__SCHRIFTLICHE AUFGABE A__:
Beantworte zur Besprechung von Kerouacs „Unterwegs“ folgende Fragen:
(i) Bei wem lebt Sal Paradise zu Beginn?
(ii) Was versprach der Klappentext?
(iii) Welche Figur hält vor der versammelten Bande Gericht über Dean?
__SCHRIFTLICHE AUFGABE B__: Gib aus der Besprechung von Kerouacs „Unterwegs“ den Abschnitt wortgetreu aus, der mit „So hat es schließlich“ beginnt und mit „ist aber mehr.“ endet.
__SCHRIFTLICHE AUFGABE C__: Führe die Besprechung von Kerouacs „Unterwegs“ im Anschluss an ihren letzten Satz weiter.

__AUSZUG__:
Beitragvon mög » 14.07.2005, 01:42

Warum Kinder und Landstreicher wissen, was Zeit ist. Und wie Jack Kerouac zu Astrid Lindgren passt.

Mein kleiner Bruder liebt Bücher, in denen viel gesoffen, gevögelt, geraucht, gehirnwixt und allgemein auf die Gesellschaft geschissen wird, also zB Bukowski, Miller, die üblichen Verdächtigen – Jungmänner-Bücher eben. Die bekommt er alle von mir geschenkt. Wenn ich ihn nicht endlich mit dem richtigen Stoff angefixt hätte, wäre der nie über Tom Turbo hinaus gekommen. Natürlich les ich selbst das Zeug vorher auch, ich verschenke ja keinen Schrott. Aber ich wähle es doch eher in Hinblick auf seinen Geschmack, denn auf meinen, und ein bisschen wohl auch in der Absicht, die lässige, große Schwester zu markieren.

So hat es schließlich auch "Unterwegs" von Jack Kerouac auf mein Nachtkasterl geschafft. Der Klappentext versprach massenweise Musik, Mädchen und Marihuana, Aufbruch und Aufbegehren und ich dachte mir, fein, passt. Dieses Buch ist aber mehr.

Der Inhalt? Das Lebensgefühl der Beat-Generation, erzählt am Beispiel des jungen Sal Paradise, Schriftsteller und Kriegsveteran, der zu Beginn noch bei seiner Tante lebt, studiert, eigentlich die Frau seines Lebens sucht und zwischendurch tatsächlich so was wie ein geregeltes Leben führt. Aus dem wird er aber immer wieder herausgerissen von seiner Bande, allen voran von Dean Moriarty in einen Strudel aus Tempo, Jazz und Rauschmitteln.

Wer ist dieser Dean? Ein mutterloser Knabe, ein Frauenheld, Autodieb, Ex-Sträfling, Proust-Fan, ein Irrer, ein Narr, ein Heiliger – jedenfalls eine faszinierende Persönlichkeit, vital, viril, berstend vor Energie und Lebensgier. Er ist unbändig, unverbildet, der ominöse ungeschliffene Diamant, ein Savant. Menschen wie Dean werden immer die Helden aller Intellektuellen sein. Sal ist natürlich hin und weg.

Ich verschenke "Unterwegs" mit leichteren Herzen als den Bukowski, es ist weniger frauenverachtend. Klar, auch hier glauben die Kerle, die Frauen würden heimlich an ihrem Verderben stricken, weil sie merkwürdigerweise was dagegen haben von ihnen dauernd sitzen gelassen zu werden. Aber sie bekommen wenigstens gelegentlich dafür auch ordentlich den Kopf gewaschen, und es gibt da diese eine Szene, die für vieles entschädigt: Da hat Galatea Dunkel, eigentlich eine arme, kleine Randfigur, die erst schien, als wäre sie nur eingeführt worden, um von ihrem Ed abgehängt zu werden und ihm dann nachzurennen, ihren großen Auftritt. Sie hält vor der versammelten Bande Gericht über Dean, der wieder einmal seine Frau und sein Kind verlassen hat und Kerouiac lässt sie dabei nicht klingen wie eine keifende Xanthippe, sondern gibt ihr die Würde und die Größe einer Heldin aus der griechischen Tragödie (und nennt sie wohl auch nicht umsonst Galatea) – ohne dabei auch nur einen Augenblick Dean zu verraten.

__ROHDATEN__:
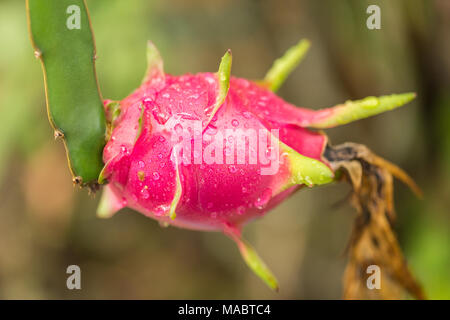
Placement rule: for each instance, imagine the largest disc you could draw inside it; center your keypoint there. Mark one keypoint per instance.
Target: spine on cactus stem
(62, 38)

__ERGEBNIS DER AUFGABE A__:
(i) Bei seiner Tante.
(ii) Massenweise Musik, Mädchen und Marihuana, Aufbruch und Aufbegehren.
(iii) Galatea Dunkel.

__ERGEBNIS DER AUFGABE B__:
So hat es schließlich auch "Unterwegs" von Jack Kerouac auf mein Nachtkasterl geschafft. Der Klappentext versprach massenweise Musik, Mädchen und Marihuana, Aufbruch und Aufbegehren und ich dachte mir, fein, passt. Dieses Buch ist aber mehr.

__ERGEBNIS DER AUFGABE C__:
Diese Szene markiert den Wendepunkt. Deans Jünger verlieren allmählich ihren Glauben an ihn, irgendwann bleiben sie doch bei ihren Frauen. Mit Sal, seinem letzten Getreuen unternimmt er noch eine Reise, die wildeste von allen, nach Mexico-City. Dort lässt er Sal mit Fieber liegen und als wir ihm das letzte Mal begegnen, wieder in New York, ist sein Feuer schon am Verglimmen, er ist wieder bei Camille, "seiner beständigsten, verbittersten und ihn am besten kennenden Frau" und wird doch ewig ein Streuner bleiben. Aber Sal, inzwischen erholt und verliebt, geht nicht mehr mit. Und doch wird Dean immer sein Held sein, einer der zerbrochenen, verlorenen Helden Amerikas.

Jetzt könnte jemand dem Buch anlasten, dass es Armut, Rausch und verantwortungslosen Sex glorifiziert, aber das tue ich nicht, denn mir scheint schon, dass durchaus nicht verhehlt wird, wie beschissen sich das alles auch anfühlen kann. Aber die Schönheit, in die alles getaucht ist, ist trotzdem wahr, weil die Welt schön sein kann und man gleichzeitig verrecken kann darin, weil das eine nichts mit dem andere zu tun hat. (Wobei "Nicht-Verrecken" tendenziell wichtiger ist als Schönheit, in meine Augen, aber gut. Übersehen darf man die Schönheit keinesfalls). Sal Paradies heißt der Erzähler, Kerouac war Franko-Kanadier, "sale" heißt schmutzig auf französisch, und genau das ist die Welt: ein schmutziges Paradies.

Wenn wir schon bei haltlosen Spekulationen über sprechende Namen sind - Dean, warum heißt der Moriarty? Mors steckt darin und Ars, Tod und Kunst. Ein Künstler ist Dean allerdings, aber vielleicht kein Lebenskünstler, bei all seiner Kraft ist er nicht eigentlich lebenstüchtig. Er ist so gierig auf diese Welt und streckt beide Hände danach und ist doch nicht geschaffen für sie. Armer, kleiner, mutterlosere Knabe.

Denn dass sein Weg nicht gangbar ist für uns, auf die Dauer, das kommt schon irgendwie heraus. Aber gehen muss doch einer diesen Weg, um uns zu zeigen, dass er da ist. Stellvertretend für uns, auch wenn er selbst dabei verkommt. Denn wer sich nach allem streckt und alles einsteckt, was er in die Finger kriegt, steckt auch die Schläge ein, die Schläge gehören dazu. Das ist der Beat, nicht nur der Puls, der treibt, die Musik – das ist auch beat und beatific, geschlagen und glückselig. Und das hat fast etwas Märtyrerhaftes, und deshalb bekommt Dean auch so oft das Attribut "heiligenmäßig" verpasst.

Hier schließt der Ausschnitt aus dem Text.